Things I am always trying to put in novels which never really fit

Saturday, July 28, 2012

  1. Urban legends. Like that one about the woman who lost her pinky finger in the mad sales at a shopping centre, picked it up off the floor, and finished her Christmas shopping before going to the hospital to have it reattached. I don't think this has actually ever happened, but I have been told it by a few people who swore that their cousin/best friend/aunt swore it was true. I am always trying to include stupid (and often made up) anecdotes in stories where they don't fit. Also I love this story: it's hilarious, and even though I am fairly sure it didn't happen, I can imagine that it might.
  2. A girl called Wolf. Between writing Girl Saves Boy and my bank robbery book (which is being published next year), I wrote this really wacky, really terrible murder mystery novel called Signs & Wonders (I still like that title. I can't remember where I stole it from). The central character was sarcastic and obnoxious and her name was Wolf. But the book was terrible! And I still liked the name! So in another novel I started but never finished, she was the freckled, mysterious (how's that combination?) object of another protagonist's affection. But that name didn't really fit with her and there wasn't enough of a story to sustain that novel to novel-length, and so I gave the name Wolf to the twin of a narrator of another story I never finished. I think I need to give up on the name.
  3. Girls with male names generally. I have trouble with gender-appropriate names. This is often because the genders of my characters change a lot.

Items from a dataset

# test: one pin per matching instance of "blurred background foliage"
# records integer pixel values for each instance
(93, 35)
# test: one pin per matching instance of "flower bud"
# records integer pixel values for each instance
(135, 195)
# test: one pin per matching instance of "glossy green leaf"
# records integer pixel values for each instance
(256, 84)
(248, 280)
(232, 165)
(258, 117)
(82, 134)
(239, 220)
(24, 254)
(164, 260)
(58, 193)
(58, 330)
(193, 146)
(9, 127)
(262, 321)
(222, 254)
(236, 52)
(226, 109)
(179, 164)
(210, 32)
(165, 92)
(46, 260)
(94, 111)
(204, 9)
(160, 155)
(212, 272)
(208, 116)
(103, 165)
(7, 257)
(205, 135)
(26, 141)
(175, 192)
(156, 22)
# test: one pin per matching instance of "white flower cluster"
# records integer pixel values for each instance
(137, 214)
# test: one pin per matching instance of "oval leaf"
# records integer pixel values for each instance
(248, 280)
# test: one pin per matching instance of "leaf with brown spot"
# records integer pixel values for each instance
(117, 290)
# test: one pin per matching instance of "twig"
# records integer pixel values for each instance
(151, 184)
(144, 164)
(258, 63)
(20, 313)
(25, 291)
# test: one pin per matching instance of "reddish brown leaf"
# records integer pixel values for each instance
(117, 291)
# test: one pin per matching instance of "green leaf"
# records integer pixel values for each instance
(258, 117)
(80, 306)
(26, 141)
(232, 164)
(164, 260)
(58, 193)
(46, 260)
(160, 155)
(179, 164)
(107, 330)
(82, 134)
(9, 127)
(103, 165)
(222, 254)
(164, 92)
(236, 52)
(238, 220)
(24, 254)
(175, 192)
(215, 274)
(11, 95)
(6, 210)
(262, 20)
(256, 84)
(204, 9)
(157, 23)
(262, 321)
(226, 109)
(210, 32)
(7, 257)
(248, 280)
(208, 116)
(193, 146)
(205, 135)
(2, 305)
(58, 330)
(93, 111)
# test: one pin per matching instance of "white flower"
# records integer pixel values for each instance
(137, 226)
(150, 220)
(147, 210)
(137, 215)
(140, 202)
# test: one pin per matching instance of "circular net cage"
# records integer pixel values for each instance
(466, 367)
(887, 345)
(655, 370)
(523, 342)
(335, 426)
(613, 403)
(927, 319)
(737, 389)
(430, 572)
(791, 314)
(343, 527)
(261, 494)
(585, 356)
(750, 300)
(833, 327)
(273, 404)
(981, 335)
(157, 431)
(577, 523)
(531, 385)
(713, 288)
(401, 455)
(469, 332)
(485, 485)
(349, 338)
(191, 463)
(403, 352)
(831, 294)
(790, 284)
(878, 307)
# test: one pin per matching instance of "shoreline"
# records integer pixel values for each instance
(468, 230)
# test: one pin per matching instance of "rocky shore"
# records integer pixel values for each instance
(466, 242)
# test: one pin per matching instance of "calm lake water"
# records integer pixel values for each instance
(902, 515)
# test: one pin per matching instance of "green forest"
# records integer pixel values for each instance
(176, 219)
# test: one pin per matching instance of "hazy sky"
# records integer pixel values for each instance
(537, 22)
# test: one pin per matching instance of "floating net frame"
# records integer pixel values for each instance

◆ DESCRIPTION OF THE TASK ◆
Pick up the blog post about things that never fit into novels after its last sentence, and keep writing it in the same voice.

◆ OUTPUT FOR THIS EXERCISE ◆
  4. Single narrators. Everything that I write that's vaguely successful (by which I mean everyone who reads it doesn't hate it) has multiple narrators. I have started many, many novels with just the one narrator, and finished a couple of them, but they are always terrible. I do not know why.
  5. Non-linear timelines. I always want to go all Pulp Fiction/Memento and write a book out of order, which is thrilling and fast-paced and great. Sometimes I try and include time travel as well, just to get really tricky. It never works out. Everything written out of order ends up back in order when I'm editing, because really, it's just confusing.
  6. Sarcastic, cigarette-smoking grandmas. Geraldine in Girl Saves Boy is sarcastic and cigarette-smoking, but she is not a grandma. My grandmother is certainly not sarcastic and cigarette-smoking. I don't think I would write that sort of character quite as much if she were.
  7. Twins. I have a lot of failed novels about twins.